Below are several records. Retype exactly those lines running from the one with "mark the coop door | one pin per instance." through the one with "mark the brown chicken", end lines included, and no others.
___ Dataset content ___
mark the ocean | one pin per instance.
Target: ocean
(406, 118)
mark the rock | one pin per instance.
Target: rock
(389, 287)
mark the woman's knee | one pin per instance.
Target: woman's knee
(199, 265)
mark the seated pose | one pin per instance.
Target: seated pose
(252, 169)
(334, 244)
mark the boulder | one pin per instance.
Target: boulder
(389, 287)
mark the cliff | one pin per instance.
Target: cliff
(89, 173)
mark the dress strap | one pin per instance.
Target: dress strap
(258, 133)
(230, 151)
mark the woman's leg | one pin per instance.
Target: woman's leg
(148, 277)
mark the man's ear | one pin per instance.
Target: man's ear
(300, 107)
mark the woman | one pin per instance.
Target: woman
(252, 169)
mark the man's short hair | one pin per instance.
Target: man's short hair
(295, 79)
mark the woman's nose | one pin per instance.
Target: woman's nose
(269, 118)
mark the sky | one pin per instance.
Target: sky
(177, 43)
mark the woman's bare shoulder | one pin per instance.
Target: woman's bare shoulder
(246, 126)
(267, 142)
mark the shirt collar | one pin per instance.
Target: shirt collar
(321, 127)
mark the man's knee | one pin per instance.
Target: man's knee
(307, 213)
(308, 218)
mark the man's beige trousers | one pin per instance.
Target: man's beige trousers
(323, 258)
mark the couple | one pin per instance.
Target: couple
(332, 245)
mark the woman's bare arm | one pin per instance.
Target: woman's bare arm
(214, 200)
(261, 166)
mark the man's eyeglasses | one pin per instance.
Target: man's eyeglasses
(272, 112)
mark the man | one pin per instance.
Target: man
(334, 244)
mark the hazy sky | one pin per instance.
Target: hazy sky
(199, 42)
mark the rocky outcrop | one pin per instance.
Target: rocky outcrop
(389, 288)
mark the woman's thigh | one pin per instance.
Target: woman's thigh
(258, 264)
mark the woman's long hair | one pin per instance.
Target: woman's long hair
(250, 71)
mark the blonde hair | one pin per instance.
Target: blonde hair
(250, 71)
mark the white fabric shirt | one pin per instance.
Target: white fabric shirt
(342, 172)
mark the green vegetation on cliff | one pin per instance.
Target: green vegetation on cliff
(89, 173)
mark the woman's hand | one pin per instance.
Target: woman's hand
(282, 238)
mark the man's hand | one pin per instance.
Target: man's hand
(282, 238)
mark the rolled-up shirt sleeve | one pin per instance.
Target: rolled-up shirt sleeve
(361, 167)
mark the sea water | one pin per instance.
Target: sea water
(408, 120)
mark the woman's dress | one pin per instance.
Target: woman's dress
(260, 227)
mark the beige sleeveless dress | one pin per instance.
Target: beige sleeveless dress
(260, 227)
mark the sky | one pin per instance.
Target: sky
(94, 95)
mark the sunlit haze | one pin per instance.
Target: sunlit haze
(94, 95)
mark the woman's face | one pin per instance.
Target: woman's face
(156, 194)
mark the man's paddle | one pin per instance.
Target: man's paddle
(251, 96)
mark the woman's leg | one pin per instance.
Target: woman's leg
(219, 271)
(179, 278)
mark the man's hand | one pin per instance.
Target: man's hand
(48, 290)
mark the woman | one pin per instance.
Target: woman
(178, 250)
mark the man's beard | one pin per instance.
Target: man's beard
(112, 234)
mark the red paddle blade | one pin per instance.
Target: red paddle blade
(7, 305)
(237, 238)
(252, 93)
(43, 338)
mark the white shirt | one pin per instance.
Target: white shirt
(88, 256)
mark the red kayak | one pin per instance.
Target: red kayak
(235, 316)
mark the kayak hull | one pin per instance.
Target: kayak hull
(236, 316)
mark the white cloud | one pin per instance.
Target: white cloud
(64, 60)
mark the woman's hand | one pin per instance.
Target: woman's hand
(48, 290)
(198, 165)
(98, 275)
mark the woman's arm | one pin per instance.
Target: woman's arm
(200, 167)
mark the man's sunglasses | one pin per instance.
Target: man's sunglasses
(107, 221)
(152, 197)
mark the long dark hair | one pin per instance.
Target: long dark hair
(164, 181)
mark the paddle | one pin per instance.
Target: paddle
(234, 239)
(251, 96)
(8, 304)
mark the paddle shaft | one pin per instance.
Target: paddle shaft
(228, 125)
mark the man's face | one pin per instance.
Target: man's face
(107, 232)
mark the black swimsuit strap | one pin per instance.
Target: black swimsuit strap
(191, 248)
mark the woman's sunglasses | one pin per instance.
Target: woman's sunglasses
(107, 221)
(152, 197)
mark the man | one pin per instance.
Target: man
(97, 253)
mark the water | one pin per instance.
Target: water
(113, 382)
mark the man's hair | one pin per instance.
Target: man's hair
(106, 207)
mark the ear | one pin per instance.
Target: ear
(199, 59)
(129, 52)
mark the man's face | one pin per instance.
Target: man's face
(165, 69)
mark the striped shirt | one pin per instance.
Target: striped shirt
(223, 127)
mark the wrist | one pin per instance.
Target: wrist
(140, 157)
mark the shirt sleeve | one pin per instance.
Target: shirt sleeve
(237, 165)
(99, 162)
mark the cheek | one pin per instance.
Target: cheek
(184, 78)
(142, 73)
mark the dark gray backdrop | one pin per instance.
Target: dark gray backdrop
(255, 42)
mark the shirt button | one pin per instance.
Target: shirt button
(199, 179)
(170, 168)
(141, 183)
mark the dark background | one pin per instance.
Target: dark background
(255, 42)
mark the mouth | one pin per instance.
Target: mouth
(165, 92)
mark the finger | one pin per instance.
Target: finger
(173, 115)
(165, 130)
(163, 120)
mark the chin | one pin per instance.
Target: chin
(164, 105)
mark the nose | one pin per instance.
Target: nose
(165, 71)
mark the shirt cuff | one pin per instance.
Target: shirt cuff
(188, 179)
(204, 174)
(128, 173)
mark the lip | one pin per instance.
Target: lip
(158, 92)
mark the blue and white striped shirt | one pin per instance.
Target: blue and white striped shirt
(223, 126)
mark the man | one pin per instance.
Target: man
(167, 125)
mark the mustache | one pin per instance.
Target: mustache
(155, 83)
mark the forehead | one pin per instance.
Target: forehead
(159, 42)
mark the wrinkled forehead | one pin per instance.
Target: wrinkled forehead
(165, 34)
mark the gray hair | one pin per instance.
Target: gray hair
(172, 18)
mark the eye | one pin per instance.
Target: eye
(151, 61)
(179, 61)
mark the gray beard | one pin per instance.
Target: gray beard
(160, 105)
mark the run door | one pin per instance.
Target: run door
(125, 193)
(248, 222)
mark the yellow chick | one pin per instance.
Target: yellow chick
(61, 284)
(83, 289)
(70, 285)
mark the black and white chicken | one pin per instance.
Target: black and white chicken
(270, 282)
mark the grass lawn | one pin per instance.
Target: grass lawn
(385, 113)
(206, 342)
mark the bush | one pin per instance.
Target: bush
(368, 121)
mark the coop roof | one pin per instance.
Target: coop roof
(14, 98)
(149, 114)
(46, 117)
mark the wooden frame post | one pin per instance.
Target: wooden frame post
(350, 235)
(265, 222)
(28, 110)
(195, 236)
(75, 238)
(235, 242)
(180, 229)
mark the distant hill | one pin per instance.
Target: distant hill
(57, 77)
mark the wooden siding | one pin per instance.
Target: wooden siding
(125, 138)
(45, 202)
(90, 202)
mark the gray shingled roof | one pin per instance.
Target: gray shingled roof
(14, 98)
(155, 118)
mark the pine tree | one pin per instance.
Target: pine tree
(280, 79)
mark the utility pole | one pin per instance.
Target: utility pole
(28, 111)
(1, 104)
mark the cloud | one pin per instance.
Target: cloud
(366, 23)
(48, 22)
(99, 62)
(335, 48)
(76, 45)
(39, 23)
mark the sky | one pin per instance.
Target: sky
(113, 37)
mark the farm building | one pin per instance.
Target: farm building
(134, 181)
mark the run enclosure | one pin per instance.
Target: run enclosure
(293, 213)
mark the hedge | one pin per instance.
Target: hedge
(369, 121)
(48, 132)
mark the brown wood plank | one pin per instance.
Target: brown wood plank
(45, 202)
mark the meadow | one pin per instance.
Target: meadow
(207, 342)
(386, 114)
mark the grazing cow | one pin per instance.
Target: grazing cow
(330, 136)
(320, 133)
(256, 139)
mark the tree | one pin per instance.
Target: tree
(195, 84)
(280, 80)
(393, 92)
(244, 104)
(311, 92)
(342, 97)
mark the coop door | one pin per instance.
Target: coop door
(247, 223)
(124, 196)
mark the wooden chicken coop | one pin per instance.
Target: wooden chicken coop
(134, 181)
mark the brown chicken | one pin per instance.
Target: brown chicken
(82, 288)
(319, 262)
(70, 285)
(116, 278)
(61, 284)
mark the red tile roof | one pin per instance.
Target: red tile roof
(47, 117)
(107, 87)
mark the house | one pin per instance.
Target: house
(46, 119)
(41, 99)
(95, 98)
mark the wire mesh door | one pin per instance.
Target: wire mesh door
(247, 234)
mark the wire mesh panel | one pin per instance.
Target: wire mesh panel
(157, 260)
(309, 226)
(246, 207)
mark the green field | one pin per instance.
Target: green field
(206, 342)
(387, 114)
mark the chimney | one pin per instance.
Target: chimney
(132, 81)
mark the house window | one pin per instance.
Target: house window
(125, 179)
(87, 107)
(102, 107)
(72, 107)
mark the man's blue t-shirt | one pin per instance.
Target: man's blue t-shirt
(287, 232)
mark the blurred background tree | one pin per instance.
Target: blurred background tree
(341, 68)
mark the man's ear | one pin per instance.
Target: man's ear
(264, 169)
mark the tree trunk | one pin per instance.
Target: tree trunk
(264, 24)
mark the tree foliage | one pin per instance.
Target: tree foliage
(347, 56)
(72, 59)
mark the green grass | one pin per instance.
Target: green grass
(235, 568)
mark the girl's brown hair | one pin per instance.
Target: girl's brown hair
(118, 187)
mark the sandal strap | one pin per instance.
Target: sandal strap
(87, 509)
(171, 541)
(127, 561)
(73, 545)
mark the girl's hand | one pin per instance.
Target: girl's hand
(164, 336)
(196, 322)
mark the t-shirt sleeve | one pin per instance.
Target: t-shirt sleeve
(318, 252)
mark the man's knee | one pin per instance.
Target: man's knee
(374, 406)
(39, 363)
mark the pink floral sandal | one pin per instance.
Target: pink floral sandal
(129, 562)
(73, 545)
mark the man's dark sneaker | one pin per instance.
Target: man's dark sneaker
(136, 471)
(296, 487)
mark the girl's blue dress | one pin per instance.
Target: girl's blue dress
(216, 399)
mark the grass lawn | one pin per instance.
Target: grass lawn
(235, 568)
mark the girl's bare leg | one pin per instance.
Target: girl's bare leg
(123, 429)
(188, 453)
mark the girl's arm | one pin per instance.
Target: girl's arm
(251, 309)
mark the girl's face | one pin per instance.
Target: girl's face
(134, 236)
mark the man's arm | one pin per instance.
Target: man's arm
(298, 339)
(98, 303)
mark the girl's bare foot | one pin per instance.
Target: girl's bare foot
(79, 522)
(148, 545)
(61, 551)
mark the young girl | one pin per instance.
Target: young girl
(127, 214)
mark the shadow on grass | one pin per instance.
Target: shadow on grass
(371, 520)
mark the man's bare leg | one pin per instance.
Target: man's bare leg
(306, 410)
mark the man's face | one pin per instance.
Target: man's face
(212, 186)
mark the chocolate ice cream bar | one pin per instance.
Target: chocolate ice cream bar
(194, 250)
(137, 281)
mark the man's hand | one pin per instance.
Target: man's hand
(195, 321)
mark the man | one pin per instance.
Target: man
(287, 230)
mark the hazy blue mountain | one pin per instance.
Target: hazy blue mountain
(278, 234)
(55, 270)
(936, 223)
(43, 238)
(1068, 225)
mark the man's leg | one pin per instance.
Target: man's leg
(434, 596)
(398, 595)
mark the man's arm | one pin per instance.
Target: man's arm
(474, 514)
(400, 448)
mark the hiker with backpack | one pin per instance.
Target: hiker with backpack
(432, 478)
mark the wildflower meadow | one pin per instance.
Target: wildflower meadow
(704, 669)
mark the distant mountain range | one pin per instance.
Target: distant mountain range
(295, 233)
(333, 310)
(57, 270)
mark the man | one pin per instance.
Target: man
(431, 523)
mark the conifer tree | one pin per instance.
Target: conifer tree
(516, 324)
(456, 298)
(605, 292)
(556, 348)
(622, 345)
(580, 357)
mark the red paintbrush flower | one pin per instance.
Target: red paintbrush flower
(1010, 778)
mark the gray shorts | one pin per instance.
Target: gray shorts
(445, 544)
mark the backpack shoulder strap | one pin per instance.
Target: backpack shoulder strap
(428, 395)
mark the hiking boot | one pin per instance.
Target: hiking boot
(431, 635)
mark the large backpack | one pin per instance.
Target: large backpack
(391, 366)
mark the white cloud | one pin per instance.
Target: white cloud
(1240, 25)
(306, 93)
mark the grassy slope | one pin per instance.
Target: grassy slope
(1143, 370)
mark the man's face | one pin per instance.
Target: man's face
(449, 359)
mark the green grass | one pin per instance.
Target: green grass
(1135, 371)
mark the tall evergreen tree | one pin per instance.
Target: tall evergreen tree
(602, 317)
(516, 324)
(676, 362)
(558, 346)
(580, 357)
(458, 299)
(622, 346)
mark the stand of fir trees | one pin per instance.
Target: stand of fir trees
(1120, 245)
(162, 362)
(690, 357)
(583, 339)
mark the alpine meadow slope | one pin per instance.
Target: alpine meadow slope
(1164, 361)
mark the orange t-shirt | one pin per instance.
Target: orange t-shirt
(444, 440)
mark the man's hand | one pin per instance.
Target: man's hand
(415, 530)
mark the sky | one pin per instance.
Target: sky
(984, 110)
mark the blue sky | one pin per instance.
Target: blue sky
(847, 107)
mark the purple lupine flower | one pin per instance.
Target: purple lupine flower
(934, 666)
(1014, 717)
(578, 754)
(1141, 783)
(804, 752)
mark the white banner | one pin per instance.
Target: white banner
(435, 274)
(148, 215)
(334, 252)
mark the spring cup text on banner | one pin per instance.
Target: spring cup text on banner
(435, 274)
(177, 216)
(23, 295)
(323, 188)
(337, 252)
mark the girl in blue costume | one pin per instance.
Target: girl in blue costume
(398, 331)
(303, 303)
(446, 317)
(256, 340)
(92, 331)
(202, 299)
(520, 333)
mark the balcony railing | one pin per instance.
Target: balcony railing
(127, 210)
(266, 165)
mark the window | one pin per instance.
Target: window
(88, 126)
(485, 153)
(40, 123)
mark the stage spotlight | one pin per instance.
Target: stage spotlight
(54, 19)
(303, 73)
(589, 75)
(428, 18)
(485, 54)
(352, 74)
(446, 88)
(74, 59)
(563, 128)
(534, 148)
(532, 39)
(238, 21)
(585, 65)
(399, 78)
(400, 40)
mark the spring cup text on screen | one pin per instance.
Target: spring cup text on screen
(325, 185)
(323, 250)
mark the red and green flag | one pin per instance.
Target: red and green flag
___
- [Response to this task]
mark the coop door | one pin per instance.
Target: coop door
(247, 223)
(124, 196)
mark the wooden chicken coop | one pin per instance.
Target: wooden chicken coop
(134, 181)
mark the brown chicken | one pin per instance.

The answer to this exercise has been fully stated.